# can I print on a saftey vest?



## rjausburn (Nov 17, 2007)

I have a customer that wants single color logo on a safety vest that is polyester. It feels like plastic, can I print on this with my DTG printer? Any cheap and quick suggestion? Thx


----------



## slamink (Oct 24, 2005)

you could print on it but it will not stay. There is others that are using a pre treatment out there to do golfballs and non cotton items. I am also trying to find out what it is.


----------



## kriscad (Dec 18, 2006)

Heat Press it then...


----------



## akaratemom (Feb 20, 2007)

I have tried various safety vests. If you can get the cotton blend ones, you can print, but heat pressing effects the reflective stripes. You have to raise up the printed portion and protect the stripes. It can be done, but not perfectly. Trial and error.


----------



## DAGuide (Oct 2, 2006)

Since it is a single color, why not use a heat applied vinyl like Thermo Flex Extra that will stick to it better than a dtg ink? The hand of the print can't be that important (when the vest is already pretty stiff) compared the longevity of the design. Otherwise, you might even think about sublimation depending on what color you want to print. Just some alternatives to think about.

## Stated goal 1:
Answer these questions from the safety vest thread:
(a) What material is the customer's safety vest made of?
(b) What does akaratemom say heat pressing affects?
(c) Which heat applied vinyl does DAGuide name?
## Stated goal 2:
Print the stretch of the records from their first line through the line that contains "M 36 9 L 15", unchanged.

## Given records:
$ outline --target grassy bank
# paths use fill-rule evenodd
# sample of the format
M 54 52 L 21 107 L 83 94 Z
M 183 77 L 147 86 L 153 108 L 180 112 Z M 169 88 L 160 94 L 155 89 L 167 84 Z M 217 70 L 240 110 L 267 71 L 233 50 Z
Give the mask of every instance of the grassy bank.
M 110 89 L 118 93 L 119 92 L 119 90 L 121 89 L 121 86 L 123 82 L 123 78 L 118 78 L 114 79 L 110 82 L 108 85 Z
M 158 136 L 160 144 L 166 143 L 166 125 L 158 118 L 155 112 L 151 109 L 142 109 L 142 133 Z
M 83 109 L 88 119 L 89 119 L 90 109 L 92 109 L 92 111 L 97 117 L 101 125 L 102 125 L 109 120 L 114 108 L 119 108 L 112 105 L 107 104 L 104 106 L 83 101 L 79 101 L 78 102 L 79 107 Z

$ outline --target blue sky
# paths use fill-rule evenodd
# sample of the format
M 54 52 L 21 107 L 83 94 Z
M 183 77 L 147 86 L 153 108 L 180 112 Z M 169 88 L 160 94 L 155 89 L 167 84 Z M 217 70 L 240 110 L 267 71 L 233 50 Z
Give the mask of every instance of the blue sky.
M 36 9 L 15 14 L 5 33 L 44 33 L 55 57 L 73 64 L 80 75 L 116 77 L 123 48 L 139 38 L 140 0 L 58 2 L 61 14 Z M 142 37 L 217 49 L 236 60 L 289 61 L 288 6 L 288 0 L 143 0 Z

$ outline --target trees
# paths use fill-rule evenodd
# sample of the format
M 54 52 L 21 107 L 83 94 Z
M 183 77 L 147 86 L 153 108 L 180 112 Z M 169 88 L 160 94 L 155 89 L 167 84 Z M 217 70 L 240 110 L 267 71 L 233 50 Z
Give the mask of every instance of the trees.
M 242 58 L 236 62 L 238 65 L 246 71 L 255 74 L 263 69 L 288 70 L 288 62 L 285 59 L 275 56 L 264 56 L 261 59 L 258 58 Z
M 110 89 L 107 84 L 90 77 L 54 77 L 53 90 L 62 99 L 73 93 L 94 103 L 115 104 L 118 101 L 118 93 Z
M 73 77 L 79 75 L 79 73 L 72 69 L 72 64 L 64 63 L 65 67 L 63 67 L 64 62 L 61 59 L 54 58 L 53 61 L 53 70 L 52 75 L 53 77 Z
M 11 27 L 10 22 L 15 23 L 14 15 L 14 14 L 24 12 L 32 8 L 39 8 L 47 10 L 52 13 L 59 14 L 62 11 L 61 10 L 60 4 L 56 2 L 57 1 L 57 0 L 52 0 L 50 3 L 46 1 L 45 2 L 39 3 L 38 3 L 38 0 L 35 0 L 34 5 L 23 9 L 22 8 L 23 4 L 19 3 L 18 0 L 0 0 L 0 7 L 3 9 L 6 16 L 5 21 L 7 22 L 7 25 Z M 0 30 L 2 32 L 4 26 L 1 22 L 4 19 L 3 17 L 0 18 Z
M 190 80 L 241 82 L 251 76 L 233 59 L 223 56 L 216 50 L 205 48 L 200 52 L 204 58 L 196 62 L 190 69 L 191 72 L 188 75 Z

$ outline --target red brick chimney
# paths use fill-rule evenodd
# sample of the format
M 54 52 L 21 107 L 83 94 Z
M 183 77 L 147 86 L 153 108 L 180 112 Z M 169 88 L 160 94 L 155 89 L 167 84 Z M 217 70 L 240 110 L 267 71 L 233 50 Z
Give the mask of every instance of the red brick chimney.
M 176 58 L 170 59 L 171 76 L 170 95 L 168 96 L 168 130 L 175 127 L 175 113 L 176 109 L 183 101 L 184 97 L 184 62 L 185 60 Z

## Exercise solution 1:
(a) Polyester.
(b) The reflective stripes.
(c) Thermo Flex Extra.

## Exercise solution 2:
$ outline --target grassy bank
# paths use fill-rule evenodd
# sample of the format
M 54 52 L 21 107 L 83 94 Z
M 183 77 L 147 86 L 153 108 L 180 112 Z M 169 88 L 160 94 L 155 89 L 167 84 Z M 217 70 L 240 110 L 267 71 L 233 50 Z
Give the mask of every instance of the grassy bank.
M 110 89 L 118 93 L 119 92 L 119 90 L 121 89 L 121 86 L 123 82 L 123 78 L 118 78 L 114 79 L 110 82 L 108 85 Z
M 158 136 L 160 144 L 166 143 L 166 125 L 158 118 L 155 112 L 151 109 L 142 109 L 142 133 Z
M 83 109 L 88 119 L 89 119 L 90 109 L 92 109 L 92 111 L 97 117 L 101 125 L 102 125 L 109 120 L 114 108 L 119 108 L 112 105 L 107 104 L 104 106 L 83 101 L 79 101 L 78 102 L 79 107 Z

$ outline --target blue sky
# paths use fill-rule evenodd
# sample of the format
M 54 52 L 21 107 L 83 94 Z
M 183 77 L 147 86 L 153 108 L 180 112 Z M 169 88 L 160 94 L 155 89 L 167 84 Z M 217 70 L 240 110 L 267 71 L 233 50 Z
Give the mask of every instance of the blue sky.
M 36 9 L 15 14 L 5 33 L 44 33 L 55 57 L 73 64 L 80 75 L 116 77 L 123 48 L 139 38 L 140 0 L 58 2 L 61 14 Z M 142 37 L 217 49 L 236 60 L 289 61 L 288 6 L 288 0 L 143 0 Z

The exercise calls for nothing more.